- **GOAL**: Beneath this sentence is a listing. Return its lines from the one containing "Expected behaviour: for every instance of the roof tile" through the last, exactly, and omit the pictures.

- **DATA TO USE**:

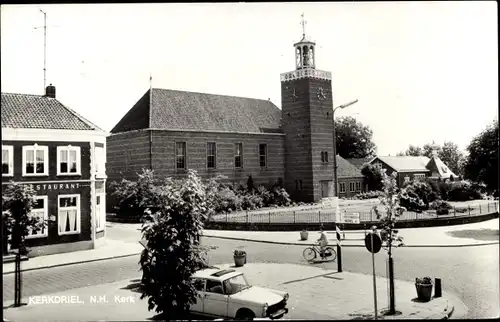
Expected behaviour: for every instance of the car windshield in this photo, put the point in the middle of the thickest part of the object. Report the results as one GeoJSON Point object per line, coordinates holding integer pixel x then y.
{"type": "Point", "coordinates": [235, 284]}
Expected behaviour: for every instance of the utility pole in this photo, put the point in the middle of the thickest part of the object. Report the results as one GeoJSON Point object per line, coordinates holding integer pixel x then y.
{"type": "Point", "coordinates": [44, 49]}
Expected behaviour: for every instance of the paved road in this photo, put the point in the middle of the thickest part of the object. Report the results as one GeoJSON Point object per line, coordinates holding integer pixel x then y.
{"type": "Point", "coordinates": [469, 272]}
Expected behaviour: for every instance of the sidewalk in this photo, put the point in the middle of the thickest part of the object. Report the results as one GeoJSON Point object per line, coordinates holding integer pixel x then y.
{"type": "Point", "coordinates": [111, 249]}
{"type": "Point", "coordinates": [315, 293]}
{"type": "Point", "coordinates": [413, 237]}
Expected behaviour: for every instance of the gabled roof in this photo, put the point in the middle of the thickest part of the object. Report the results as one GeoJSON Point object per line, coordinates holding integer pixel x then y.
{"type": "Point", "coordinates": [29, 111]}
{"type": "Point", "coordinates": [405, 163]}
{"type": "Point", "coordinates": [436, 165]}
{"type": "Point", "coordinates": [191, 111]}
{"type": "Point", "coordinates": [359, 162]}
{"type": "Point", "coordinates": [346, 169]}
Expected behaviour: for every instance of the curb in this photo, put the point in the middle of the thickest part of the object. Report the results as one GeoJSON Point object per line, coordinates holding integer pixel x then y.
{"type": "Point", "coordinates": [73, 263]}
{"type": "Point", "coordinates": [298, 244]}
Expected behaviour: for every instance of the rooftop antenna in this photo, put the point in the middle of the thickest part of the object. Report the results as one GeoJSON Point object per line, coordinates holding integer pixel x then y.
{"type": "Point", "coordinates": [44, 48]}
{"type": "Point", "coordinates": [303, 23]}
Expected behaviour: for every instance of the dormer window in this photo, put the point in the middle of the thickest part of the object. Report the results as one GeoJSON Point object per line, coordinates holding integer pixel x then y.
{"type": "Point", "coordinates": [35, 160]}
{"type": "Point", "coordinates": [68, 160]}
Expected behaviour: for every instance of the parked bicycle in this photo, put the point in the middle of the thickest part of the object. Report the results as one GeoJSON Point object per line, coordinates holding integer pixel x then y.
{"type": "Point", "coordinates": [312, 252]}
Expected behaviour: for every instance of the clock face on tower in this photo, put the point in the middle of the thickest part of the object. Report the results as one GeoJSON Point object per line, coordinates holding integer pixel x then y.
{"type": "Point", "coordinates": [321, 94]}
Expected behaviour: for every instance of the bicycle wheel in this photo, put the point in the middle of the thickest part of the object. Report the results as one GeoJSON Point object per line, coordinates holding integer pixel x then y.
{"type": "Point", "coordinates": [330, 253]}
{"type": "Point", "coordinates": [309, 254]}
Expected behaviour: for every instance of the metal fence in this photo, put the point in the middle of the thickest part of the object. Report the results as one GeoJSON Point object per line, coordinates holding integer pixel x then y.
{"type": "Point", "coordinates": [328, 215]}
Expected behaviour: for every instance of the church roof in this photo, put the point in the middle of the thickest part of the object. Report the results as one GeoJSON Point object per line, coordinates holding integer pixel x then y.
{"type": "Point", "coordinates": [359, 162]}
{"type": "Point", "coordinates": [345, 169]}
{"type": "Point", "coordinates": [405, 163]}
{"type": "Point", "coordinates": [436, 165]}
{"type": "Point", "coordinates": [29, 111]}
{"type": "Point", "coordinates": [192, 111]}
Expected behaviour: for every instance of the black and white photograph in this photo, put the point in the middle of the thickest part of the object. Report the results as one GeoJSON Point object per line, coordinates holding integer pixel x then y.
{"type": "Point", "coordinates": [250, 161]}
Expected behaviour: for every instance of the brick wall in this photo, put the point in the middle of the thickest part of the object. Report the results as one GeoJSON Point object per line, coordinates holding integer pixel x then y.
{"type": "Point", "coordinates": [52, 161]}
{"type": "Point", "coordinates": [164, 161]}
{"type": "Point", "coordinates": [347, 181]}
{"type": "Point", "coordinates": [297, 128]}
{"type": "Point", "coordinates": [308, 128]}
{"type": "Point", "coordinates": [127, 154]}
{"type": "Point", "coordinates": [321, 133]}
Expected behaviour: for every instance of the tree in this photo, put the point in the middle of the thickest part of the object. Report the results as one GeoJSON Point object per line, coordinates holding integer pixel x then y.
{"type": "Point", "coordinates": [452, 157]}
{"type": "Point", "coordinates": [390, 199]}
{"type": "Point", "coordinates": [448, 153]}
{"type": "Point", "coordinates": [373, 176]}
{"type": "Point", "coordinates": [353, 139]}
{"type": "Point", "coordinates": [481, 164]}
{"type": "Point", "coordinates": [172, 253]}
{"type": "Point", "coordinates": [17, 203]}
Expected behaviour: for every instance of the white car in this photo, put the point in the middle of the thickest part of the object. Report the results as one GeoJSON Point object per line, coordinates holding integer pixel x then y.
{"type": "Point", "coordinates": [226, 293]}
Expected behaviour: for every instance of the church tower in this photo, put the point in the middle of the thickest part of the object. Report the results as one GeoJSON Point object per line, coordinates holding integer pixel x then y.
{"type": "Point", "coordinates": [306, 105]}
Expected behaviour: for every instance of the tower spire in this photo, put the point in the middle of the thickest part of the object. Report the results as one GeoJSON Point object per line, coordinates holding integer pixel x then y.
{"type": "Point", "coordinates": [303, 23]}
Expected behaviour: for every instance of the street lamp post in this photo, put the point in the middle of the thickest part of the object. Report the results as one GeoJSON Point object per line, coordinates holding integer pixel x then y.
{"type": "Point", "coordinates": [336, 194]}
{"type": "Point", "coordinates": [337, 215]}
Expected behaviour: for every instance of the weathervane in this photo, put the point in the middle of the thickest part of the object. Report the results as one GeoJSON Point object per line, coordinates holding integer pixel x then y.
{"type": "Point", "coordinates": [303, 23]}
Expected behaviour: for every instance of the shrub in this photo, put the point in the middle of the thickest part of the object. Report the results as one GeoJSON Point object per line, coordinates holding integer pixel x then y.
{"type": "Point", "coordinates": [251, 201]}
{"type": "Point", "coordinates": [368, 195]}
{"type": "Point", "coordinates": [239, 253]}
{"type": "Point", "coordinates": [266, 195]}
{"type": "Point", "coordinates": [463, 191]}
{"type": "Point", "coordinates": [423, 280]}
{"type": "Point", "coordinates": [280, 197]}
{"type": "Point", "coordinates": [441, 207]}
{"type": "Point", "coordinates": [250, 186]}
{"type": "Point", "coordinates": [417, 196]}
{"type": "Point", "coordinates": [373, 176]}
{"type": "Point", "coordinates": [226, 200]}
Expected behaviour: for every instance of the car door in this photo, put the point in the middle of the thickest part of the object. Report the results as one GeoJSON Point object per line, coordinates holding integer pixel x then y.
{"type": "Point", "coordinates": [199, 284]}
{"type": "Point", "coordinates": [216, 301]}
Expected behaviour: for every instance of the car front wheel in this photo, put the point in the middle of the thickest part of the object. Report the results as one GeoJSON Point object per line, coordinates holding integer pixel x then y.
{"type": "Point", "coordinates": [245, 314]}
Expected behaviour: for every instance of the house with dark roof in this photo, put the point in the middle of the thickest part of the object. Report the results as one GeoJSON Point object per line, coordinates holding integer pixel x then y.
{"type": "Point", "coordinates": [170, 131]}
{"type": "Point", "coordinates": [349, 177]}
{"type": "Point", "coordinates": [410, 168]}
{"type": "Point", "coordinates": [359, 162]}
{"type": "Point", "coordinates": [62, 156]}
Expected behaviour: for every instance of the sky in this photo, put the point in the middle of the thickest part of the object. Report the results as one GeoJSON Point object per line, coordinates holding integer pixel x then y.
{"type": "Point", "coordinates": [421, 71]}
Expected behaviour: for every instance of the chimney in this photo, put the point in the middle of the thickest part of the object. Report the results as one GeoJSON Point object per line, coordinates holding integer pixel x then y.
{"type": "Point", "coordinates": [50, 91]}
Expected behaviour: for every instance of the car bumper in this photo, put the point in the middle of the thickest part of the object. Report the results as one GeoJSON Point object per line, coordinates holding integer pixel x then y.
{"type": "Point", "coordinates": [278, 314]}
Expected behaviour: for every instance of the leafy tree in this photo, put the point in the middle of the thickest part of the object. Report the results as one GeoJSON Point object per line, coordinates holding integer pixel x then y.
{"type": "Point", "coordinates": [17, 203]}
{"type": "Point", "coordinates": [481, 164]}
{"type": "Point", "coordinates": [373, 177]}
{"type": "Point", "coordinates": [173, 253]}
{"type": "Point", "coordinates": [353, 139]}
{"type": "Point", "coordinates": [448, 153]}
{"type": "Point", "coordinates": [390, 199]}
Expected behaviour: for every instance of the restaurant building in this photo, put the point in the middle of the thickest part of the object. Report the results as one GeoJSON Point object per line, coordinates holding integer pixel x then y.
{"type": "Point", "coordinates": [170, 131]}
{"type": "Point", "coordinates": [62, 156]}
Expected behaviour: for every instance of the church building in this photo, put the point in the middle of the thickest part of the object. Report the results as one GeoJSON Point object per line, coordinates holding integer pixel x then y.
{"type": "Point", "coordinates": [170, 131]}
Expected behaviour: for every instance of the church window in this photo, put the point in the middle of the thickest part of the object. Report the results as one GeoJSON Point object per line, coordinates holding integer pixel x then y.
{"type": "Point", "coordinates": [263, 155]}
{"type": "Point", "coordinates": [211, 155]}
{"type": "Point", "coordinates": [180, 155]}
{"type": "Point", "coordinates": [238, 155]}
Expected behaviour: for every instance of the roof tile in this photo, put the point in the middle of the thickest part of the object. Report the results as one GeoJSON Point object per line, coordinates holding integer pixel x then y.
{"type": "Point", "coordinates": [181, 110]}
{"type": "Point", "coordinates": [40, 112]}
{"type": "Point", "coordinates": [346, 169]}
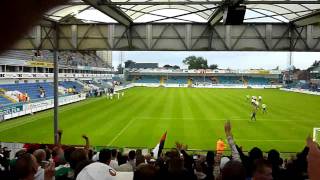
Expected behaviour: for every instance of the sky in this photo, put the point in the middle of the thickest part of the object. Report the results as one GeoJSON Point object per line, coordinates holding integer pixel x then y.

- **EXERCISE ANSWER**:
Expected behaviour: for every instance of the roof tile in this photo, put the point in the middle of the thickest part of the object. Report the results as one GeoJSON Point object per line, coordinates holding integer pixel x then y.
{"type": "Point", "coordinates": [181, 110]}
{"type": "Point", "coordinates": [40, 112]}
{"type": "Point", "coordinates": [346, 169]}
Expected behaviour: for every instance of the sky in this photo, put the point in the middle of the thickest part of the object. Report the results as one GeoJSON Point object per line, coordinates holding integer pixel x then y.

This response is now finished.